__Task details__
Copy out the forum thread on RocksDB write stalls below in full, word for word.

__Text section__
──────
Hello. Testing with 1d08140 + a few patches to the C API. Log here:

https://drive.google.com/file/d/0B0b-iwt-kSG2SHRVUVdORHU0WVE/edit?usp=sharing

Stall starts around 2014/02/07 02:47:00.244781. Interestingly, no statistics are printed during that entire time:

2014/02/07-02:40:45.697182 7f6cdeffd700 STATISTCS:
2014/02/07-02:41:50.897204 7f6ce4ff9700 STATISTCS:
2014/02/07-02:42:55.387432 7f6cddffb700 STATISTCS:
2014/02/07-02:43:58.933508 7f6ce57fa700 STATISTCS:
2014/02/07-02:45:02.117604 7f6cdeffd700 STATISTCS:
2014/02/07-02:46:03.902854 7f6cdffff700 STATISTCS:
2014/02/07-02:57:25.729889 7f6ce7fff700 STATISTCS:
2014/02/07-02:58:31.813396 7f6ce5ffb700 STATISTCS:

It's like the compaction never pauses and just keep going with something.

from rocksdb.

igorcanadi avatar igorcanadi commented on April 25, 2024

This is interesting, I'm learning more about tuning RocksDB :)

Didn't have time to dig deeper into LOG file, but would you mind trying the experiment with bigger Options.target_file_size_base (let's say 1GB).

Also, it might be the case that your disk just can't process all the data coming in. In that case, stalls are good, however, we would need to reduce the variance (delay each write by 10ms instead of accepting all the writes and then all of a sudden start delaying writes by couple of minutes). What's your disk/cpu utilization when you see the stalls?

To get less variance, good options to look at are level0_slowdown_writes_trigger and level0_stop_writes_trigger.

Configuring RocksDB is not trivial and we're just starting an effort to provide simpler configuration APIs and less confusing options.

from rocksdb.

dhruba avatar dhruba commented on April 25, 2024

I have not (yet) looked at the new logs, but I have never seen that increasing/decreasing target_file_size_base has much effect on performance.

from rocksdb.
──────
__Dataset content__

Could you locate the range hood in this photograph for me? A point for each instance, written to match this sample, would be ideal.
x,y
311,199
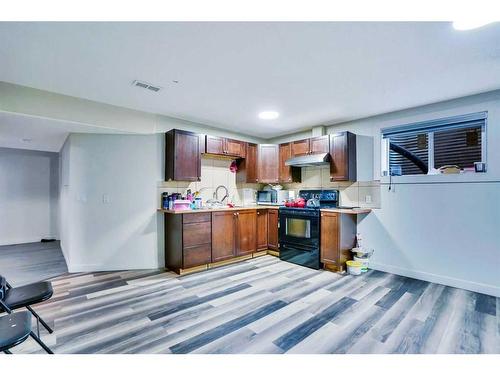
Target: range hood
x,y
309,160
──────
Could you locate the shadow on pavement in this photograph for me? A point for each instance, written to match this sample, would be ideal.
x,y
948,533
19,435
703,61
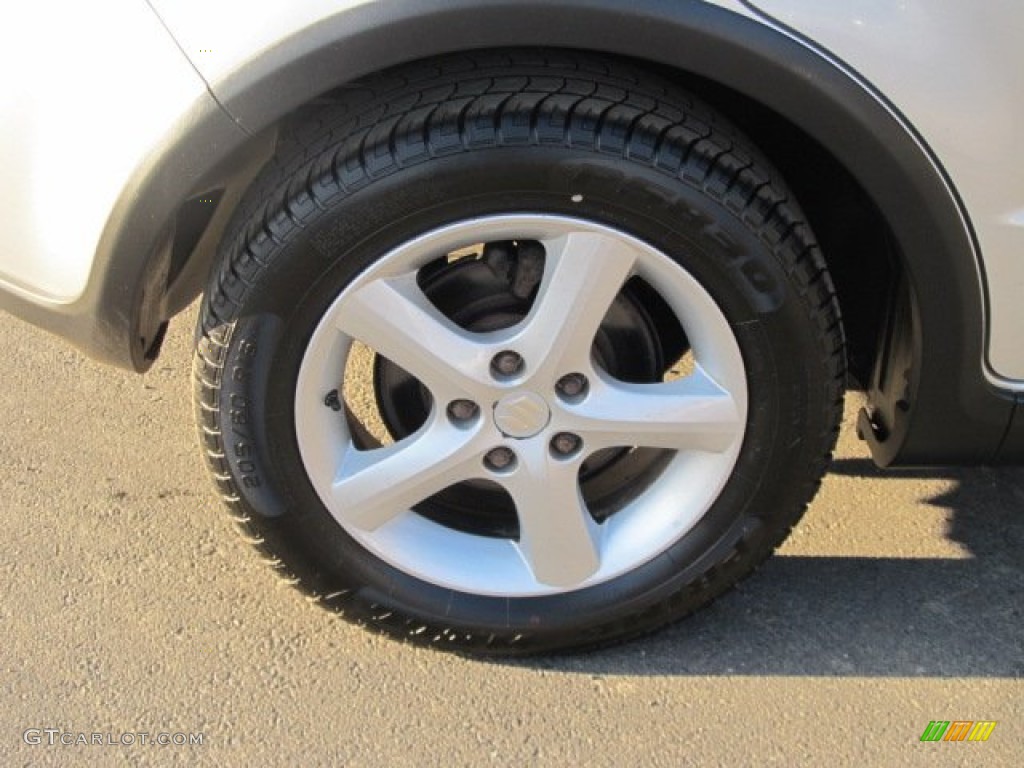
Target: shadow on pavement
──────
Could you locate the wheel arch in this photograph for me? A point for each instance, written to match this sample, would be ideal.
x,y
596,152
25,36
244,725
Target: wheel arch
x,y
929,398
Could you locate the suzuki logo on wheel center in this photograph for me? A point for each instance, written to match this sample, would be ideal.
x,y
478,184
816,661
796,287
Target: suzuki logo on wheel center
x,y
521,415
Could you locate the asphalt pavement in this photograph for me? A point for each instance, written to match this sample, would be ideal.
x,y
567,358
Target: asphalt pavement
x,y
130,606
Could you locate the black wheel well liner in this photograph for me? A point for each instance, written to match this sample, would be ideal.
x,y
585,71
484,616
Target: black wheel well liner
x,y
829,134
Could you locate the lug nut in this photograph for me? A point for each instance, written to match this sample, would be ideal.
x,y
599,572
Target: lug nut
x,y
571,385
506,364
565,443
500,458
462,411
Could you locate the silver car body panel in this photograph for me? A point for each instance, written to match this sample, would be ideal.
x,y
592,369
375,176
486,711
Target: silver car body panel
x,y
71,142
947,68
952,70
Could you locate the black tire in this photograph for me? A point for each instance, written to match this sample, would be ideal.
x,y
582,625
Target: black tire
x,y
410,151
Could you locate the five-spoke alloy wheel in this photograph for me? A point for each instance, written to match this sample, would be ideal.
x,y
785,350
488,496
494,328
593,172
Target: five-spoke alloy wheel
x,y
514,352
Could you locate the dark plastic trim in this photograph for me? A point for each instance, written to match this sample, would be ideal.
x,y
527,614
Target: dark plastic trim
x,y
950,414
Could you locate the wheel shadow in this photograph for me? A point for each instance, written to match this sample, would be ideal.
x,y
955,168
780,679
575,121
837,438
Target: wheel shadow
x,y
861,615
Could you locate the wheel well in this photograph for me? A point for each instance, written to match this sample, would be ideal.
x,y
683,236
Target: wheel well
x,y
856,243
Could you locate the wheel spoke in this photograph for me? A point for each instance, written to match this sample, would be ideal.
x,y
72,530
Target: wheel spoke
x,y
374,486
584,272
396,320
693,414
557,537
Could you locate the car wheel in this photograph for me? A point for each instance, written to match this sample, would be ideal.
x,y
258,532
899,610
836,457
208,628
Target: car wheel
──────
__Completed task__
Hello. Testing with 1d08140 + a few patches to the C API. Log here:

https://drive.google.com/file/d/0B0b-iwt-kSG2SHRVUVdORHU0WVE/edit?usp=sharing

Stall starts around 2014/02/07 02:47:00.244781. Interestingly, no statistics are printed during that entire time:

2014/02/07-02:40:45.697182 7f6cdeffd700 STATISTCS:
2014/02/07-02:41:50.897204 7f6ce4ff9700 STATISTCS:
2014/02/07-02:42:55.387432 7f6cddffb700 STATISTCS:
2014/02/07-02:43:58.933508 7f6ce57fa700 STATISTCS:
2014/02/07-02:45:02.117604 7f6cdeffd700 STATISTCS:
2014/02/07-02:46:03.902854 7f6cdffff700 STATISTCS:
2014/02/07-02:57:25.729889 7f6ce7fff700 STATISTCS:
2014/02/07-02:58:31.813396 7f6ce5ffb700 STATISTCS:

It's like the compaction never pauses and just keep going with something.

from rocksdb.

igorcanadi avatar igorcanadi commented on April 25, 2024

This is interesting, I'm learning more about tuning RocksDB :)

Didn't have time to dig deeper into LOG file, but would you mind trying the experiment with bigger Options.target_file_size_base (let's say 1GB).

Also, it might be the case that your disk just can't process all the data coming in. In that case, stalls are good, however, we would need to reduce the variance (delay each write by 10ms instead of accepting all the writes and then all of a sudden start delaying writes by couple of minutes). What's your disk/cpu utilization when you see the stalls?

To get less variance, good options to look at are level0_slowdown_writes_trigger and level0_stop_writes_trigger.

Configuring RocksDB is not trivial and we're just starting an effort to provide simpler configuration APIs and less confusing options.

from rocksdb.

dhruba avatar dhruba commented on April 25, 2024

I have not (yet) looked at the new logs, but I have never seen that increasing/decreasing target_file_size_base has much effect on performance.

from rocksdb.